## Work item
Could you give the entries back exactly as they stand, minus any pictures?
[[ Task input open ]]
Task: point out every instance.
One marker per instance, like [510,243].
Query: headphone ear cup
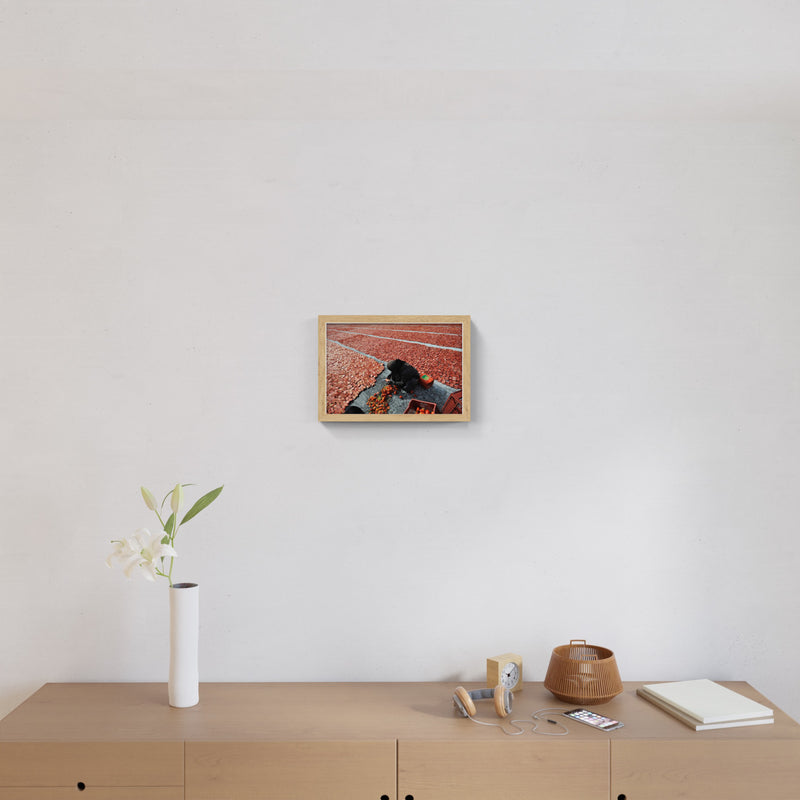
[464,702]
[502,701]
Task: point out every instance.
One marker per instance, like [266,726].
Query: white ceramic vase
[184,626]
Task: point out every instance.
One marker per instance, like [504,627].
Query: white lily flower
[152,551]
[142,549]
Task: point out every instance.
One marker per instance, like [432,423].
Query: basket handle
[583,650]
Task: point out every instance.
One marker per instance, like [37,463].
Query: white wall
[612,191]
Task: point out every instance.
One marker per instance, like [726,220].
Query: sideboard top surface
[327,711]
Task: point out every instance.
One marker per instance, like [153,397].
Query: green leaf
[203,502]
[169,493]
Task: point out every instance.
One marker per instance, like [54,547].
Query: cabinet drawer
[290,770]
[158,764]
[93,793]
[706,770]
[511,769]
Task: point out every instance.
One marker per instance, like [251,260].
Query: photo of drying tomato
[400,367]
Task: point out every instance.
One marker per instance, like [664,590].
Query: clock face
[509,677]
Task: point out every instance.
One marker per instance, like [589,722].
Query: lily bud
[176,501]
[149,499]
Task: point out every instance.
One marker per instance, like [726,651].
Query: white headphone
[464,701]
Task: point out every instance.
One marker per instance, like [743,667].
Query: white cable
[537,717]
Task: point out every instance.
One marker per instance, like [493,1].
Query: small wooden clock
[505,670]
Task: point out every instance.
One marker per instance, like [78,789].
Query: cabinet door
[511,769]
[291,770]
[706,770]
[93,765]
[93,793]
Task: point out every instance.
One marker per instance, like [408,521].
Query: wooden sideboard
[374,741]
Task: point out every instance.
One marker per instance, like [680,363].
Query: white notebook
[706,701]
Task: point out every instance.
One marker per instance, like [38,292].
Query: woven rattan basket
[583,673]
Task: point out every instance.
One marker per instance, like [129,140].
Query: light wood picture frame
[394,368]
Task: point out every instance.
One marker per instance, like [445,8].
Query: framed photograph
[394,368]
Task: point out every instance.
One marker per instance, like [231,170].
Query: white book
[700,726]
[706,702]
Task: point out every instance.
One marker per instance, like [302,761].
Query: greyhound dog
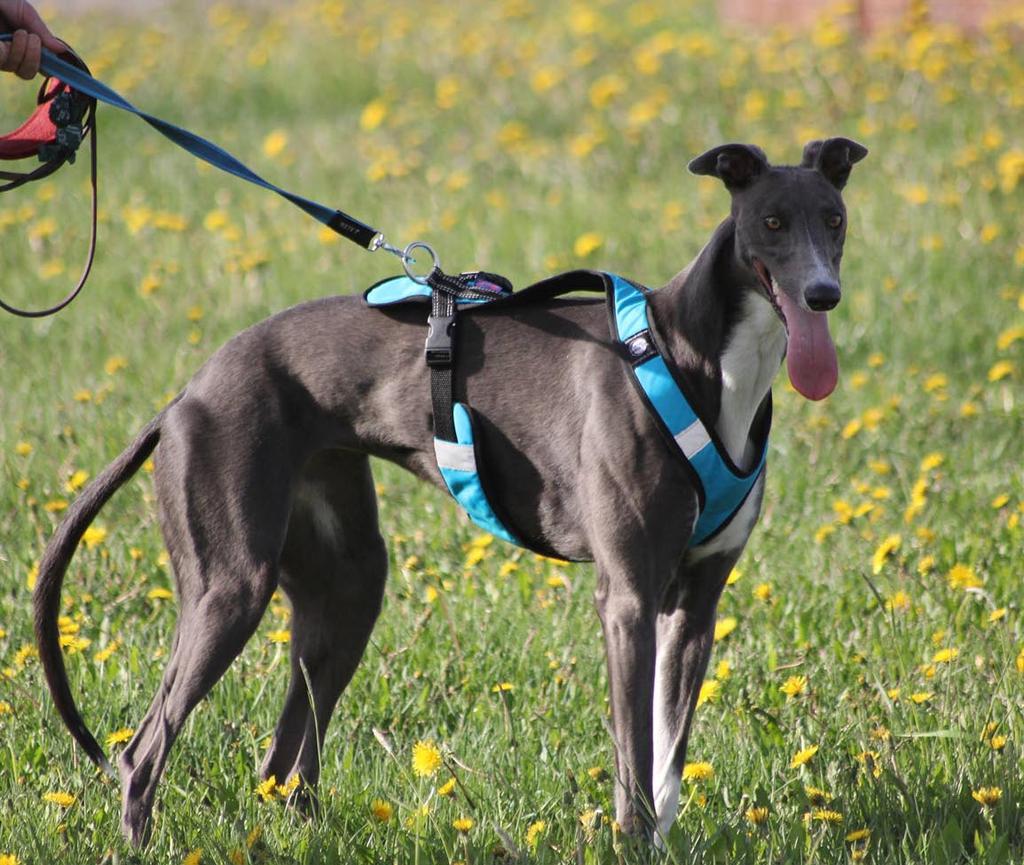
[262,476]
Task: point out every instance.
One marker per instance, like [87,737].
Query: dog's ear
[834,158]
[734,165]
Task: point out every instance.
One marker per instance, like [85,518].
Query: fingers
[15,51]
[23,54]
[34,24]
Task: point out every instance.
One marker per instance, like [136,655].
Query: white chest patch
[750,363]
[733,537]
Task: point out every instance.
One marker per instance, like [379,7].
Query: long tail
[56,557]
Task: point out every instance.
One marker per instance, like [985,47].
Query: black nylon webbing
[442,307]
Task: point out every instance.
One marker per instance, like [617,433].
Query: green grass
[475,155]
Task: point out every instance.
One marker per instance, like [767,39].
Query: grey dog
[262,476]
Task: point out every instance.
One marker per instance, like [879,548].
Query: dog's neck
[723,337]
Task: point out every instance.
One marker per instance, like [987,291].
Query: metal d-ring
[[ Task input closed ]]
## Reply to the task
Task: point out every instance.
One marker per instance, like [510,243].
Query: headphone ear cup
[464,702]
[502,701]
Task: point out every instance.
One marker per instance, like [266,726].
Query: white ceramic vase
[184,626]
Task: point out every instance.
One marker per instance, like [504,627].
Query: white lily flower
[152,551]
[142,549]
Task: point out every instance.
One marker per instance, like [432,423].
Query: basket handle
[583,650]
Task: point out every instance.
One marker per instance, like [37,463].
Query: white wall
[612,191]
Task: point out every instance.
One marker per instance, like [726,220].
Query: sideboard top surface
[327,711]
Task: point out every instance.
One marker per instance, like [153,397].
Query: green leaf
[203,502]
[169,493]
Task: point out every instance.
One marker per instance, like [54,547].
Query: cabinet drawer
[290,770]
[158,764]
[93,793]
[706,770]
[511,769]
Task: point out every instance.
One marker per instance, like [251,260].
Query: photo of drying tomato
[400,367]
Task: point out every instance.
One marker per instance, like [664,590].
Query: clock face
[509,677]
Task: point out every instance.
One marker per instance, like [589,722].
Query: lily bud
[176,501]
[149,499]
Task: point out every instance.
One marker per instance, like [726,651].
Query: white headphone
[464,701]
Task: point out every instance.
One marker per instance, like [743,667].
Query: white cable
[537,717]
Task: point out every instance.
One marker per instance, like [493,1].
Query: small wooden clock
[505,670]
Task: point out every instance.
One marker per instance, like [78,789].
Query: cabinet door
[511,769]
[291,770]
[706,770]
[93,765]
[93,793]
Task: point out every instance.
One marker per instance, like [408,521].
Query: wooden sideboard
[374,741]
Task: point out every instance.
One marker per instance, like [680,363].
Query: white notebook
[706,701]
Task: point out every instance.
One marker per instance, like [38,292].
Query: woven rattan basket
[583,673]
Task: point out every instance.
One marker per instance, like [129,140].
Query: light wood picture frame
[394,368]
Task: point out every instance.
One marker per instance, like [445,8].
Query: framed photograph
[394,368]
Task: point out every instance.
One marker per instance, like [231,170].
Query: white book
[700,726]
[706,702]
Task: point out every instance.
One marker per instance, like [302,761].
Query: greyhound dog
[262,476]
Task: point out every instance.
One marker per instance, like [87,737].
Query: dog's ear
[834,158]
[734,165]
Task: point out every instance.
One marker per instance, like [85,518].
Query: fingers
[15,51]
[23,54]
[34,24]
Task: point out every instance.
One marker per instance, like [136,655].
Query: white chest patch
[750,363]
[733,537]
Task: point out every instance.
One marker per instance, like [379,7].
Query: long tail
[56,557]
Task: point out every instance.
One marker per instance, like [985,47].
Query: black nylon webbing
[442,307]
Task: point out every instance.
One marker per instance, like [617,433].
Query: green grass
[475,155]
Task: point out every instance.
One marker per instance, like [767,39].
Query: grey dog
[262,476]
Task: point out every instance.
One marker per instance, like [879,548].
Query: dog's neck
[723,337]
Task: point out every instance.
One marker per instance, like [987,291].
Query: metal d-ring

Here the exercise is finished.